BREVE ESERCIZIO:
Riprenda il testo sulla morte di Cristina Castagna dopo la salita al Broad Peak e lo prosegua a partire dall'ultima frase riportata.

TESTO DA LEGGERE:

La passione per l’alpinismo anche quest’estate ci sta restituendo già molte vittime. Ieri in Pakistan è morta una giovane donna, Cristina Castagna, dopo aver conquistato la vetta del Broad Peak (8.047 metri). A suo attivo aveva quattro altri ottomila. I familiari hanno trovato un biglietto scritto da lei prima di partire: “Se mi succederà qualcosa lasciatemi dove la montagna mi ha chiamato a sé“. “Le ultime parole d’amore” è il titolo del commento di Alberto Papuzzi su La Stampa. Mauro Corona, sul Corriere della Sera, lo chiama “il biglietto d’amore per la montagna“. C’è spesso la tendenza da parte degli altri alpinisti e dei media a circondare le morti “bianche” di un alone di eroismo. Ma questa morte è solo una terribile, tragica e triste conferma delle statistiche. La montagna, soprannominata K3, era il quinto ottomila di Cristina Castagna che stava ridiscendendo a valle.

VOCI RIPORTATE:

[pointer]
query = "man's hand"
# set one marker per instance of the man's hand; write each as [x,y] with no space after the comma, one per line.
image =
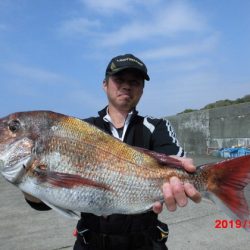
[175,192]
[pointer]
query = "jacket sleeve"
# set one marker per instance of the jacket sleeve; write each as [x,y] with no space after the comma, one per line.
[163,137]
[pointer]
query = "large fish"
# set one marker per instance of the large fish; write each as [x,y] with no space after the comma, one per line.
[74,167]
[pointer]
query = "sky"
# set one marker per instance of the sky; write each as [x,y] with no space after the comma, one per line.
[53,54]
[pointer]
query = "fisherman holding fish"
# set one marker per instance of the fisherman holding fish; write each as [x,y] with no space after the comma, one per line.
[116,170]
[124,84]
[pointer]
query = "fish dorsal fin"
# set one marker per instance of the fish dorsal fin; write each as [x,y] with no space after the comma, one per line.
[162,159]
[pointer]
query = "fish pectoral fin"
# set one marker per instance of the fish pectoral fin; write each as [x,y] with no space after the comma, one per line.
[66,212]
[162,159]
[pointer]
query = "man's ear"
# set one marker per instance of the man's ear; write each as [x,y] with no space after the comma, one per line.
[104,85]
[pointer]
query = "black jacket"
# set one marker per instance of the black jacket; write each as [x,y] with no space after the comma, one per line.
[145,132]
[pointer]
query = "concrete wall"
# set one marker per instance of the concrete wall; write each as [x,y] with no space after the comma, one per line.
[201,131]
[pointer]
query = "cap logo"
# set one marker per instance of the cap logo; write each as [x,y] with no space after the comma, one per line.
[129,59]
[112,66]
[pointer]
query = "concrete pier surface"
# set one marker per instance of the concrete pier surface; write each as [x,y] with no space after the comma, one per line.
[192,227]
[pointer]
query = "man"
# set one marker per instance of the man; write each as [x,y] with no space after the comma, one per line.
[124,84]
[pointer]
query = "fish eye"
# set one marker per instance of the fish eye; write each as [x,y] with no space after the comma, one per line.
[14,125]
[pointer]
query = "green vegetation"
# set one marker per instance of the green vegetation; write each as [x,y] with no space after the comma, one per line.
[221,103]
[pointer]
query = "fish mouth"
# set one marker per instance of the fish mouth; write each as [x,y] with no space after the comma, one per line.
[15,172]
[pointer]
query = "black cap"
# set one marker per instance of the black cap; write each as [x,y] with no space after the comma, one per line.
[127,61]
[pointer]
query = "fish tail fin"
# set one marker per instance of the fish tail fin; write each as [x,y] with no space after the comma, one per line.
[226,183]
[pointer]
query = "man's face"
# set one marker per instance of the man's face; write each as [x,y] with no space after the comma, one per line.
[124,89]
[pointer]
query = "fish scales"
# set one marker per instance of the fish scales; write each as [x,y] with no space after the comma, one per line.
[73,166]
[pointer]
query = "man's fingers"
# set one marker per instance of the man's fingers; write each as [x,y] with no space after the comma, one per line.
[157,207]
[178,191]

SOLUZIONE DEL PROBLEMA:
Scrivevo l’agosto dello scorso anno un altro post dal titolo: “Montagna non ti tocchi chi più t’ama“. Eccone alcune righe: “Non voglio entrare nella polemiche e nel grande frastuono mediatico dato ai morti e ai sopravvissuti delle recenti tragedie in Himalaya e sulle Alpi. Confesso però di essere rimasta colpita dalle statistiche: il 25% di coloro che scalano la vetta del K2 muoiono, in genere durante la discesa. Credo sia la stessa percentuale di “insuccesso” di chi tenta il suicidio. Prima di riuscirci ci prova diverse volte. Come dire che la scalata del K2 è un tentato suicidio che una volta su quattro riesce.”

A.M.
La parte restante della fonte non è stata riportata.